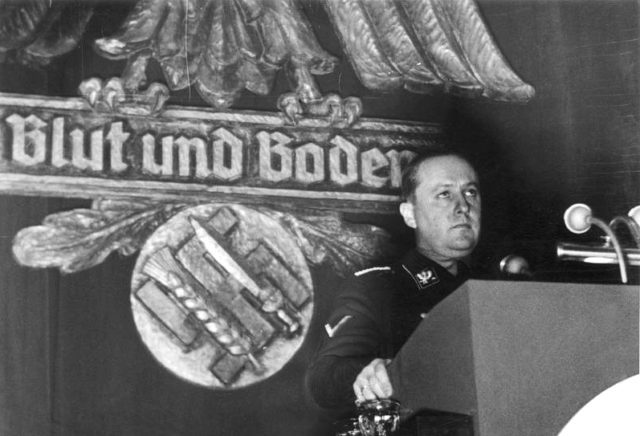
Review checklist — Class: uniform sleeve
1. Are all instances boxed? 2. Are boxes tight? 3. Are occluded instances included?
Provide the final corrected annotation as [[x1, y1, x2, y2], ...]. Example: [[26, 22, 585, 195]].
[[306, 277, 385, 409]]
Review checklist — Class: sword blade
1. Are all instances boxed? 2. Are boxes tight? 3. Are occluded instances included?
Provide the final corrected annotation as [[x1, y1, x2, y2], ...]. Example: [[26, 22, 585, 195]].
[[189, 217, 262, 297]]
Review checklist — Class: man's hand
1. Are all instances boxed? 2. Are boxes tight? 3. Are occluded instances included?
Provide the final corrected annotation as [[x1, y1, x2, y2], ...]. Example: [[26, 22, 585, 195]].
[[353, 359, 393, 402]]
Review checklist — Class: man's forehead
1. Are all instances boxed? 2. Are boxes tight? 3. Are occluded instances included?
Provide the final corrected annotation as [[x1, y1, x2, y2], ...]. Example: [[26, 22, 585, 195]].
[[416, 155, 478, 186]]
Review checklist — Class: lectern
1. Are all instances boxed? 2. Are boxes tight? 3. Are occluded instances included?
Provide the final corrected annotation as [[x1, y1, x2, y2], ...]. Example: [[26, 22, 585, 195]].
[[389, 280, 640, 436]]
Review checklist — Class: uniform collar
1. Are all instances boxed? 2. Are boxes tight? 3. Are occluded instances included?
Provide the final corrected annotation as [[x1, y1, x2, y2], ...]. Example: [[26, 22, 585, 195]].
[[398, 248, 469, 290]]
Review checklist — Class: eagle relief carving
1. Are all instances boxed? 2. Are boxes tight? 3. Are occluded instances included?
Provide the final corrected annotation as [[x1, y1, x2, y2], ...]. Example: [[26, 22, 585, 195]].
[[0, 0, 534, 389]]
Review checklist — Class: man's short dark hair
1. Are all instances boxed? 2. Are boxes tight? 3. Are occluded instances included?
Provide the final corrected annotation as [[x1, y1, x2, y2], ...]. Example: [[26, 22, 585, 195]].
[[400, 146, 473, 201]]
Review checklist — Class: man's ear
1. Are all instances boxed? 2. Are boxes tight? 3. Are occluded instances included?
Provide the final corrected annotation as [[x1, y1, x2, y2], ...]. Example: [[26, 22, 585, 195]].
[[400, 201, 416, 229]]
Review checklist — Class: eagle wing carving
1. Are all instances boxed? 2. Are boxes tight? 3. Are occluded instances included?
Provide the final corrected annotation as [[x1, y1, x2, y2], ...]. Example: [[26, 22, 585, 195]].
[[0, 0, 534, 108]]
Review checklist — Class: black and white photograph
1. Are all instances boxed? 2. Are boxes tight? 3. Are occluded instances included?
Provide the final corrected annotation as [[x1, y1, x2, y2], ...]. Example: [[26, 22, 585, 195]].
[[0, 0, 640, 436]]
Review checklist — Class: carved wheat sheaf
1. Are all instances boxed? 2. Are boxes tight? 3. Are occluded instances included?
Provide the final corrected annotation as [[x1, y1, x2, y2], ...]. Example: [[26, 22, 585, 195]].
[[13, 200, 184, 273], [13, 200, 394, 274]]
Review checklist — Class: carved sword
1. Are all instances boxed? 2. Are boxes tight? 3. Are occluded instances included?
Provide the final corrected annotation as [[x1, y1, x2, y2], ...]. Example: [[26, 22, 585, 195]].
[[189, 217, 300, 335]]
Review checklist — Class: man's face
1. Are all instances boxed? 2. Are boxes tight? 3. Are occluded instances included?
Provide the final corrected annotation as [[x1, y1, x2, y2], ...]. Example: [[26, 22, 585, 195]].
[[400, 156, 481, 263]]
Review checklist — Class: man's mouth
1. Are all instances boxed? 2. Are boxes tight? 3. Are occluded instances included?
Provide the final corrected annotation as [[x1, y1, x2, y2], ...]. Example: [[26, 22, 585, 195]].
[[451, 223, 471, 229]]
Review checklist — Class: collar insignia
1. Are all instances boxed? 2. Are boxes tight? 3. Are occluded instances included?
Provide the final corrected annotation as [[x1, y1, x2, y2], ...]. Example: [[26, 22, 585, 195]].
[[412, 268, 440, 289]]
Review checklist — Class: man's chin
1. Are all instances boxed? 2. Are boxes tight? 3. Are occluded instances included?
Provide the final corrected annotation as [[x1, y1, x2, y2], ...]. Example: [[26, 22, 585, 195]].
[[451, 238, 477, 257]]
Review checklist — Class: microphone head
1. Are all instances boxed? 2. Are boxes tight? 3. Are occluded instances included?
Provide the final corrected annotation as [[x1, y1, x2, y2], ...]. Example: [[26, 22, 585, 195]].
[[564, 203, 591, 234], [627, 205, 640, 226], [500, 254, 532, 277]]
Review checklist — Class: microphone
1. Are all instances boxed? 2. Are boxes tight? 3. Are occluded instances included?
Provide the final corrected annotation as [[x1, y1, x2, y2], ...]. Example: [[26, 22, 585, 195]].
[[563, 203, 636, 283], [500, 254, 533, 278]]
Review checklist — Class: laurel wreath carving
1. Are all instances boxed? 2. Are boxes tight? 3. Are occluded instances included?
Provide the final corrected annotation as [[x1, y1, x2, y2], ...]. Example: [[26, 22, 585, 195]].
[[13, 200, 395, 275]]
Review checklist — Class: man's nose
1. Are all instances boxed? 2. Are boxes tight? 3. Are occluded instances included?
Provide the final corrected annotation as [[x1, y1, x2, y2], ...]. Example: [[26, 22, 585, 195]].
[[456, 195, 471, 214]]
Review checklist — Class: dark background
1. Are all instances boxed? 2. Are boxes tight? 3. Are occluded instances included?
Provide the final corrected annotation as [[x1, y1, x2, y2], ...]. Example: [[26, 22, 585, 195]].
[[0, 0, 640, 436]]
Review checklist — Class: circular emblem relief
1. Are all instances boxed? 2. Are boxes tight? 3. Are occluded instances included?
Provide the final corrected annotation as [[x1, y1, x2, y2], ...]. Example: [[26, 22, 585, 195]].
[[131, 205, 313, 389]]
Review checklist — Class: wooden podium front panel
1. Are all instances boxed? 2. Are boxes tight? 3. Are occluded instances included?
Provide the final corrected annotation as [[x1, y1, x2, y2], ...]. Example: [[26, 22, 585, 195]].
[[392, 281, 639, 436]]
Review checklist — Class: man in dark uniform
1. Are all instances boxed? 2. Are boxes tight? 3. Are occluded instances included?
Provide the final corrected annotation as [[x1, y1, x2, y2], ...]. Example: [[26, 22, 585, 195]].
[[307, 149, 481, 428]]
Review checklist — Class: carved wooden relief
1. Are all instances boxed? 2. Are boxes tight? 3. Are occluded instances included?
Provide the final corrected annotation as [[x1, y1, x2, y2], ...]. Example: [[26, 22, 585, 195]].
[[0, 0, 534, 389]]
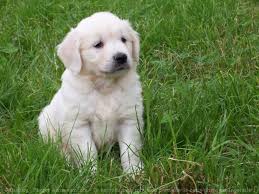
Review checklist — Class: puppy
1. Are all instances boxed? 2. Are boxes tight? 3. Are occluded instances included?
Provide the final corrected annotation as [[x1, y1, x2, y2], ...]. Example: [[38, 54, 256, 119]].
[[38, 12, 143, 173]]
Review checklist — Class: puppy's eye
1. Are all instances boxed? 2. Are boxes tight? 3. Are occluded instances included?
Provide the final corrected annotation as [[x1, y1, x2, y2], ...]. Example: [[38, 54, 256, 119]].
[[121, 37, 127, 43], [94, 41, 104, 48]]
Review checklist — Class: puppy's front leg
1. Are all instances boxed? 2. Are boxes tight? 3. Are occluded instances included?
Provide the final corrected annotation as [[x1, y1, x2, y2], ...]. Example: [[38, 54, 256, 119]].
[[118, 120, 143, 173], [69, 126, 97, 171]]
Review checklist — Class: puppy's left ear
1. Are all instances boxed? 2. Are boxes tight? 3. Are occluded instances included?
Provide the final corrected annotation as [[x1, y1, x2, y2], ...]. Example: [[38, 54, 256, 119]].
[[57, 28, 82, 74], [125, 21, 140, 64]]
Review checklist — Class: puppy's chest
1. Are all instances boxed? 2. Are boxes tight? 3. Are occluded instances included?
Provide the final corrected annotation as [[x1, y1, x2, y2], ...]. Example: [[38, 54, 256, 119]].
[[85, 92, 123, 146]]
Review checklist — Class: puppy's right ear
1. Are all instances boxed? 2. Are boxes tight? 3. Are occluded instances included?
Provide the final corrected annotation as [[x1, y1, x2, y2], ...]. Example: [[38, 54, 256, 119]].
[[57, 28, 82, 74]]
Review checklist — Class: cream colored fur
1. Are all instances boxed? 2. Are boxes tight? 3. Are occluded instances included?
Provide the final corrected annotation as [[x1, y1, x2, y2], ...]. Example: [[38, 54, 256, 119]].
[[38, 12, 143, 173]]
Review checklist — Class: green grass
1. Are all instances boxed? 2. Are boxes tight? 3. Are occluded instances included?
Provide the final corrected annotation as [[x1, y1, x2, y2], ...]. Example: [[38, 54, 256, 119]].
[[0, 0, 259, 193]]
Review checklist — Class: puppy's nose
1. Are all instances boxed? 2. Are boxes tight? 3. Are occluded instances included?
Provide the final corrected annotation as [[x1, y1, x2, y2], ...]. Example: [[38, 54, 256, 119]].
[[113, 53, 127, 65]]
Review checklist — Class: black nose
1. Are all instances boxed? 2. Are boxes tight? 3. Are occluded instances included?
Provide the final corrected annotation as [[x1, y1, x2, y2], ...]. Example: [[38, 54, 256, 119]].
[[113, 53, 127, 65]]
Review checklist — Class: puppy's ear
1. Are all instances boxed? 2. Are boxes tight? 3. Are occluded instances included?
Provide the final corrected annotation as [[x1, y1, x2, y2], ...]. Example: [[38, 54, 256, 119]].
[[57, 28, 82, 74], [124, 20, 140, 64]]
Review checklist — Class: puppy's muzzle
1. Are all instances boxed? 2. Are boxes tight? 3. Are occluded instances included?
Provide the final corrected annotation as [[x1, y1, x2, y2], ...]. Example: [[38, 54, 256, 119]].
[[112, 53, 129, 72]]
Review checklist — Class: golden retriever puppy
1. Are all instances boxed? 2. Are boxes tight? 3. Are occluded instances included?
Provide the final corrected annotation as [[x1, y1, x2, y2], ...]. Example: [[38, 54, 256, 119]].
[[38, 12, 143, 173]]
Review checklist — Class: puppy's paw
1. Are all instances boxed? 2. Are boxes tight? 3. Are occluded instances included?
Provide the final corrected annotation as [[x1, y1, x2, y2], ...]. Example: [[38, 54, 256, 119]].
[[123, 162, 144, 180]]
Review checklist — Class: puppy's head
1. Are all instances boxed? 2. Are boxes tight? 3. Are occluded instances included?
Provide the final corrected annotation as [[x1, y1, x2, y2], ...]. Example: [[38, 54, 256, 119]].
[[58, 12, 139, 77]]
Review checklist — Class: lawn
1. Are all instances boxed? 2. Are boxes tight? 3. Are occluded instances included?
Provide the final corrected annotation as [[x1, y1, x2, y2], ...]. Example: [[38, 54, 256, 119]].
[[0, 0, 259, 193]]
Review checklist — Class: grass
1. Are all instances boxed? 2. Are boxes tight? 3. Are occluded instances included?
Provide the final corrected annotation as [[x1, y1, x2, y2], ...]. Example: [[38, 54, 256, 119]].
[[0, 0, 259, 193]]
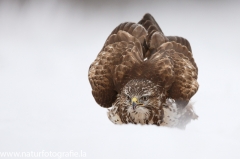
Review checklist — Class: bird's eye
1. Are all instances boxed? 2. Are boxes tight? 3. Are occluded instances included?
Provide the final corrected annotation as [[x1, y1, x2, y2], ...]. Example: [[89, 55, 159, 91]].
[[127, 96, 131, 101], [142, 96, 148, 101]]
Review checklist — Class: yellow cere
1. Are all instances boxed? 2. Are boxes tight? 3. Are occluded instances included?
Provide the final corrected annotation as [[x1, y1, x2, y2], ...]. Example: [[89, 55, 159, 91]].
[[132, 97, 137, 103]]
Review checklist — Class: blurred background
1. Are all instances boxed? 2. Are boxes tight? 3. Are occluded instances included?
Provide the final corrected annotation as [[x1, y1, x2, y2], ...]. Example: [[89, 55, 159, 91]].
[[0, 0, 240, 159]]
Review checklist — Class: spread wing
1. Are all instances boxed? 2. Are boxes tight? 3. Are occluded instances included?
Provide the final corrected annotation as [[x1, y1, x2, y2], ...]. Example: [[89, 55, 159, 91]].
[[139, 14, 199, 106], [88, 14, 198, 107], [88, 23, 147, 107]]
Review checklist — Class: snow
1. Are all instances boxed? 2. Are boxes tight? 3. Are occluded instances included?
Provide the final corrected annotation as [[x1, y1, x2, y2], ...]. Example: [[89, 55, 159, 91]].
[[0, 1, 240, 159]]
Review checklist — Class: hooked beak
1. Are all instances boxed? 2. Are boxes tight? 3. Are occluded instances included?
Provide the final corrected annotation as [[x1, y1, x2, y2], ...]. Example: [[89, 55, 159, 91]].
[[132, 97, 143, 110]]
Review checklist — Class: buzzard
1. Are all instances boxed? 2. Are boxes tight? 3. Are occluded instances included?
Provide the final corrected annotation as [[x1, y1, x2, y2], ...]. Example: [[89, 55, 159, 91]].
[[88, 14, 199, 128]]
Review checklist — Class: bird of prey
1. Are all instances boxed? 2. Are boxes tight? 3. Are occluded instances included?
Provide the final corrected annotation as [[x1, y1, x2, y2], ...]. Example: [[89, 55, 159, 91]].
[[88, 13, 199, 129]]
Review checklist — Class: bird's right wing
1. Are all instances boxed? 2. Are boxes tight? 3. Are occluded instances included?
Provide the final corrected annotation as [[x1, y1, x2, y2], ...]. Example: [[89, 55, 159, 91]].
[[88, 23, 147, 107]]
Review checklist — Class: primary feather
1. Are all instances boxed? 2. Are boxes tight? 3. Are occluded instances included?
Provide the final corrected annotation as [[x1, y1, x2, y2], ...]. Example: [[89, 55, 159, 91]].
[[88, 14, 198, 127]]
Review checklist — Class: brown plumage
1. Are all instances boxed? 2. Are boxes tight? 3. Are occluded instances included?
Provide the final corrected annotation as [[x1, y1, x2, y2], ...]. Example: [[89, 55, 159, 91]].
[[88, 14, 198, 127]]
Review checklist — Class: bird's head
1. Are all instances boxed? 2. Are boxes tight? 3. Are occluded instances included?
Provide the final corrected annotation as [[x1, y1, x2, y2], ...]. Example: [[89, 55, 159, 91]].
[[121, 79, 161, 110]]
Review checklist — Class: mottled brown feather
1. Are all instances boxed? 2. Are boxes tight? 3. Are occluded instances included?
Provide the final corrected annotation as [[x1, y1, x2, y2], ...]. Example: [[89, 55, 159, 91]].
[[88, 14, 198, 107]]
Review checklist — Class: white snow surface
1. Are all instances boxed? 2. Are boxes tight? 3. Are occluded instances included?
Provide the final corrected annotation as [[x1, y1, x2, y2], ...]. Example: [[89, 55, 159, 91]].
[[0, 0, 240, 159]]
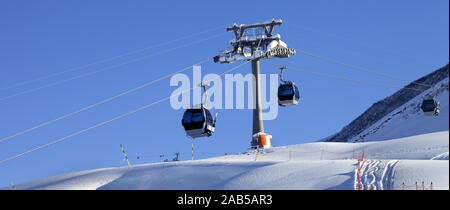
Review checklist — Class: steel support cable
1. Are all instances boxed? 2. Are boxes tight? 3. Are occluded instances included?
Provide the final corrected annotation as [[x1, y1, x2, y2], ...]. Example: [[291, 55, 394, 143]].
[[0, 58, 210, 143], [296, 49, 440, 87], [0, 61, 250, 164], [0, 26, 226, 90], [0, 33, 223, 101], [263, 61, 423, 92]]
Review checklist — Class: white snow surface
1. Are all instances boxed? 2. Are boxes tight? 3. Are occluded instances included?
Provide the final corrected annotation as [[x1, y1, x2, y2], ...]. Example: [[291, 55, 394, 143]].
[[3, 130, 449, 190]]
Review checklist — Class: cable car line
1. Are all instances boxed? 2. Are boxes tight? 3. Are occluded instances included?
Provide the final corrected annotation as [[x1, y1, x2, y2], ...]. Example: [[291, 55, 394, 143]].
[[0, 61, 250, 164], [0, 34, 223, 101], [297, 49, 440, 88], [263, 61, 423, 92], [0, 25, 226, 90], [0, 58, 211, 143]]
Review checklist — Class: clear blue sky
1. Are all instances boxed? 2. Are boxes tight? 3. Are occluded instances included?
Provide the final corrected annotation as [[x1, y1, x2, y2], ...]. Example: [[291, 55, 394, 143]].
[[0, 0, 449, 187]]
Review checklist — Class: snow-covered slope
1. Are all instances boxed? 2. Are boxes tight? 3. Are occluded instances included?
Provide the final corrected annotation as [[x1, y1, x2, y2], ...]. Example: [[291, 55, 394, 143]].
[[4, 131, 449, 190], [326, 64, 449, 142], [350, 77, 449, 141]]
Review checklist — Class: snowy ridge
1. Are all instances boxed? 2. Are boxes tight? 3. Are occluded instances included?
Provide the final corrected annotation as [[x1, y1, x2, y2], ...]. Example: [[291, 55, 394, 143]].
[[326, 64, 449, 142], [3, 131, 449, 190], [350, 77, 449, 142]]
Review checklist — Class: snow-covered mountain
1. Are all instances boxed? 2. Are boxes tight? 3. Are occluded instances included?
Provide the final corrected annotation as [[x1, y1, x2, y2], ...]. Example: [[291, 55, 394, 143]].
[[4, 131, 449, 190], [321, 64, 449, 142], [3, 65, 449, 190]]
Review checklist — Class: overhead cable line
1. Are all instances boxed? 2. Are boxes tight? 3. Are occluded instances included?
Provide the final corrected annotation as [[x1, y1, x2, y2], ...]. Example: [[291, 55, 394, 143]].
[[0, 58, 211, 143], [263, 61, 423, 92], [0, 34, 223, 101], [0, 25, 225, 90], [0, 61, 250, 164]]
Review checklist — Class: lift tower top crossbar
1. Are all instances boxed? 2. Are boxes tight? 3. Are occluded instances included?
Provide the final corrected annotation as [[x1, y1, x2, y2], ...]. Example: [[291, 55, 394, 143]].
[[214, 19, 295, 148]]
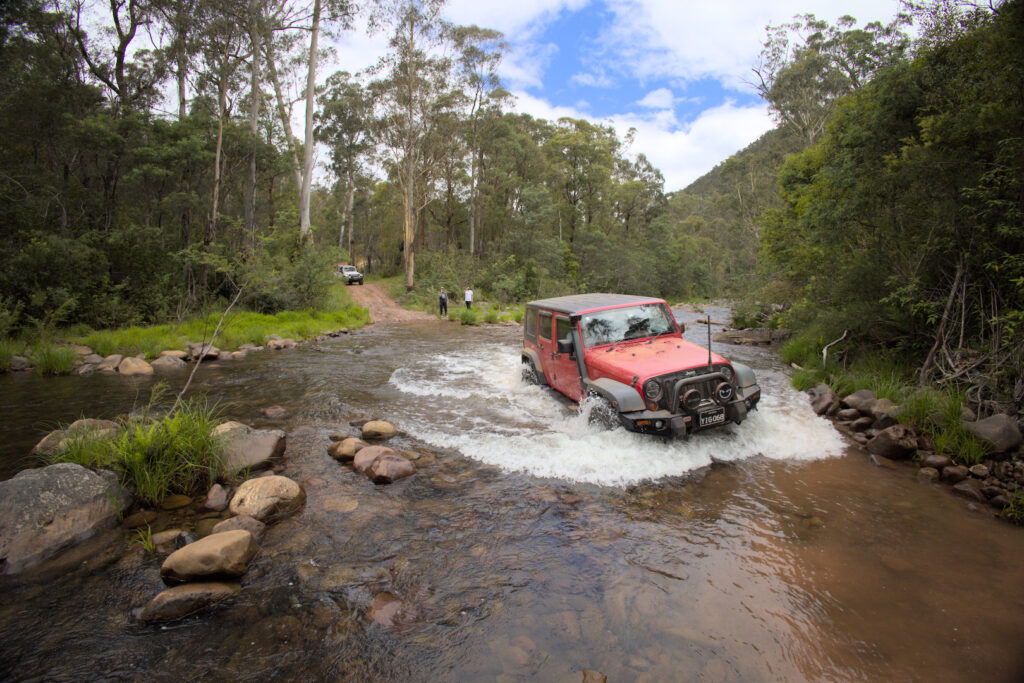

----

- _Task requirements_: Reproduce the records word for word, from their beginning down to and including the line that contains "[[353, 359, 393, 402]]". Leave out the pictures.

- _Completed task_:
Review checklist — Class: uniform sleeve
1. Are all instances boxed? 2. Are boxes tight? 3. Are occluded instances included?
Provide the final corrected annotation as [[x1, y1, x2, y2], ...]. Example: [[26, 22, 585, 195]].
[[306, 277, 385, 409]]
Review checklist — Class: sword blade
1. Are all instances boxed? 2. Are boxes tight? 3. Are occluded instances included?
Provide the final corrected annotation as [[x1, y1, x2, y2], ...]. Example: [[26, 22, 585, 195]].
[[189, 217, 262, 297]]
Review checklist — Class: man's hand
1. Are all instances boxed? 2. Are boxes tight? 3. Are occluded instances included?
Provide the final corrected annotation as [[x1, y1, x2, y2], ...]. Example: [[26, 22, 585, 195]].
[[353, 359, 393, 402]]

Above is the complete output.